TASK DESCRIPTION
Render every line of the listing below as a Markdown table with the columns "Row" and "Text", numbering the lines in order and skipping any blank ones. Leave the pictures out of the table.

>>

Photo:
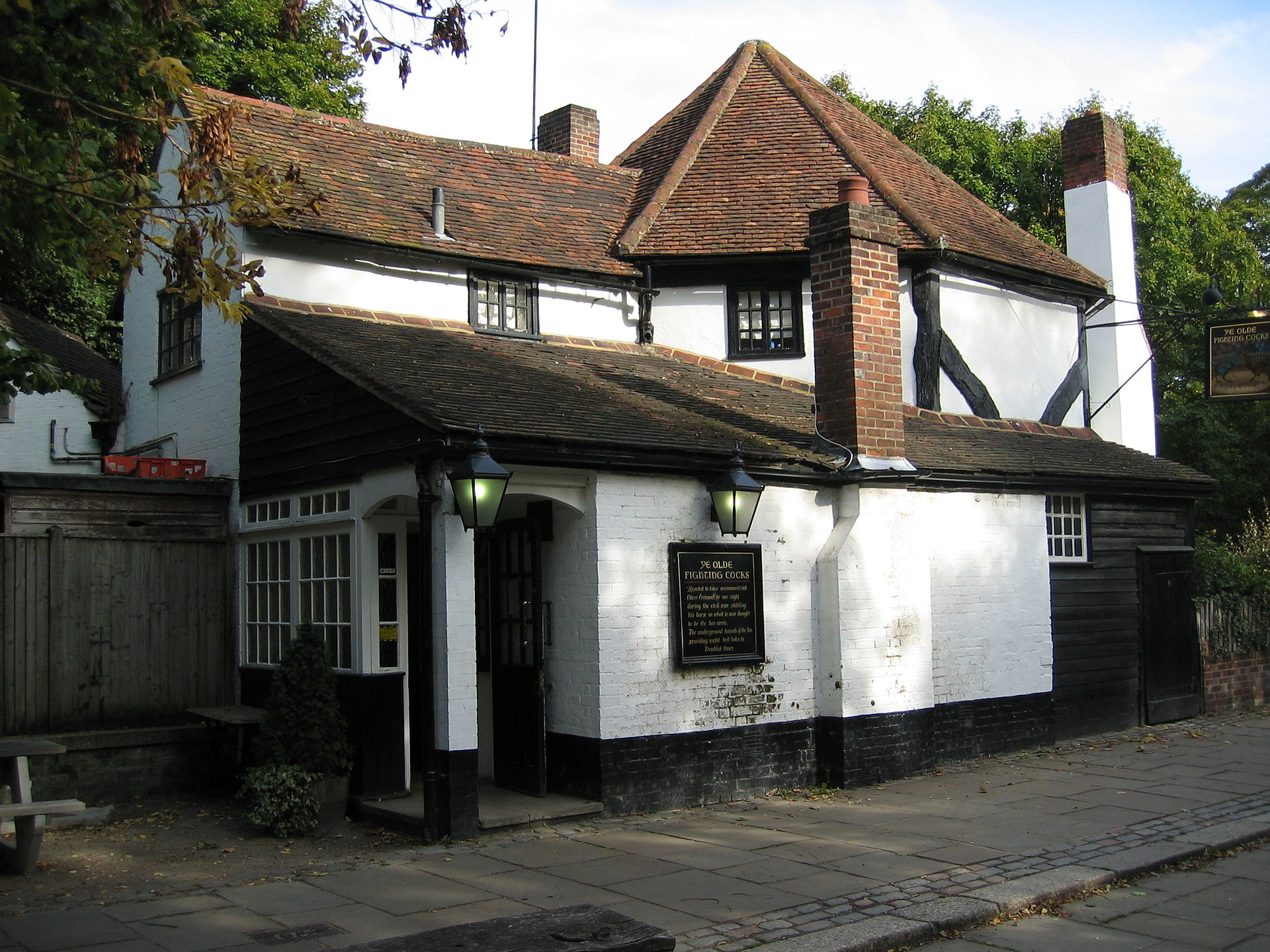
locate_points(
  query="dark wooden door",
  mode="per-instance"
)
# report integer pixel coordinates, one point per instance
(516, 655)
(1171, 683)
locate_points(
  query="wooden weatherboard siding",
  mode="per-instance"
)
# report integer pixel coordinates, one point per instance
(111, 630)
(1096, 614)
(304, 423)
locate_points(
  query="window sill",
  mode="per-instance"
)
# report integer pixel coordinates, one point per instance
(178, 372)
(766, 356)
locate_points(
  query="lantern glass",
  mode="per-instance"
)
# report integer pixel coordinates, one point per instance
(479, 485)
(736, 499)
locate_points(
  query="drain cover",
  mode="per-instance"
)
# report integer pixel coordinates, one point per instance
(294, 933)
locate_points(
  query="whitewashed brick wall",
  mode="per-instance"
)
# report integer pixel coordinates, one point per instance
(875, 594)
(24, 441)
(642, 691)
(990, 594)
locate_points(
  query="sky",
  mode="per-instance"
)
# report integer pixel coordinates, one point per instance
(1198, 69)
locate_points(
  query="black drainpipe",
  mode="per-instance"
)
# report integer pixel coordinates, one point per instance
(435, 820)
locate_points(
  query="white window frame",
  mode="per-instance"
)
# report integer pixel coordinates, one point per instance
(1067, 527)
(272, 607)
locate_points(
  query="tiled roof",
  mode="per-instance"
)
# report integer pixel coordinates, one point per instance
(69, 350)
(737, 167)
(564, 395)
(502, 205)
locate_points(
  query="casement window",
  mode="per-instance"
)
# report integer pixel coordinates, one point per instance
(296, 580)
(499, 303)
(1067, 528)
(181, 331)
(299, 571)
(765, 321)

<<

ANSWER IN FULL
| Row | Text |
|---|---|
| 1 | Photo: |
| 2 | locate_points( |
| 3 |   query="dark wooden door", |
| 4 |   mode="per-instance" |
| 5 | ) |
| 6 | # report integer pixel coordinates, one point per instance |
| 7 | (516, 655) |
| 8 | (1171, 683) |
| 9 | locate_points( |
| 10 |   query="wooden weatherboard siding", |
| 11 |   mode="per-instance" |
| 12 | ) |
| 13 | # report integer pixel coordinates, one point per instance |
| 14 | (111, 630) |
| 15 | (1096, 614) |
| 16 | (304, 423) |
| 17 | locate_points( |
| 18 |   query="window sill", |
| 19 |   mode="per-instance" |
| 20 | ) |
| 21 | # report integer pixel coordinates, one point per instance |
| 22 | (178, 372) |
| 23 | (766, 356) |
| 24 | locate_points( |
| 25 |   query="lantern glass", |
| 26 |   mode="per-instance" |
| 27 | ) |
| 28 | # report integer pixel coordinates, one point per instance |
| 29 | (479, 485) |
| 30 | (736, 499) |
| 31 | locate_points( |
| 32 |   query="drain cover", |
| 33 |   mode="per-instance" |
| 34 | ) |
| 35 | # report integer pixel coordinates, one point per instance |
| 36 | (294, 933) |
| 37 | locate_points( |
| 38 |   query="whitewashed brick wall", |
| 39 |   mode="per-instance" |
| 40 | ) |
| 41 | # report integer pixel coordinates, one point per instance |
| 42 | (875, 594) |
| 43 | (24, 441) |
| 44 | (642, 691) |
| 45 | (990, 594) |
| 46 | locate_points( |
| 47 |   query="sky", |
| 48 |   mode="per-instance" |
| 49 | ) |
| 50 | # report integer pixel coordinates, one point per instance |
| 51 | (1198, 69) |
| 52 | locate_points( |
| 53 |   query="black drainpipe", |
| 54 |   mode="per-instance" |
| 55 | ) |
| 56 | # report integer pixel coordinates, one point per instance |
| 57 | (435, 820) |
| 58 | locate_points( |
| 59 |   query="white window frame", |
| 60 |   mode="per-instance" |
| 61 | ) |
| 62 | # report integer pixel coordinates, one point per instance |
| 63 | (1067, 527) |
| 64 | (272, 607) |
| 65 | locate_points( |
| 66 |   query="tiled roof", |
| 67 |   mode="per-instance" |
| 68 | ) |
| 69 | # report integer pixel coordinates, one point per instance |
| 70 | (69, 350) |
| 71 | (737, 167) |
| 72 | (564, 395) |
| 73 | (502, 205) |
| 74 | locate_points( |
| 75 |   query="casement window", |
| 76 |   mode="per-instance" |
| 77 | ) |
| 78 | # report integer pixel coordinates, one point per instance |
| 79 | (296, 580) |
| 80 | (499, 303) |
| 81 | (1067, 528) |
| 82 | (181, 331) |
| 83 | (299, 571) |
| 84 | (765, 321) |